*Work to complete:*
Arrange the rows below as a numbered list, omitting any blank lines.
[START OF Raw data]
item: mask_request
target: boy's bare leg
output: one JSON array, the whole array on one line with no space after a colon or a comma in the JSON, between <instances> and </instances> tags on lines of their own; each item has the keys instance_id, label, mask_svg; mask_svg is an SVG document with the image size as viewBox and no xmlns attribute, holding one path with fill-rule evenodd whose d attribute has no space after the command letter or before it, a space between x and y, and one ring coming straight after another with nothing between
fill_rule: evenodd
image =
[END OF Raw data]
*The output:*
1. item: mask_request
2. target: boy's bare leg
3. output: one JSON array, the whole array on one line with no space after a colon or a comma in the JSON, between <instances> and </instances> tags on lines of their own; each item has the keys instance_id, label, mask_svg; mask_svg is an SVG document with the image size as viewBox and no xmlns attribute, holding one path with fill-rule evenodd whose d attribute has no space after the command letter or before it, a space between x and y, and one ring coming straight after another with nothing between
4. fill_rule: evenodd
5. image =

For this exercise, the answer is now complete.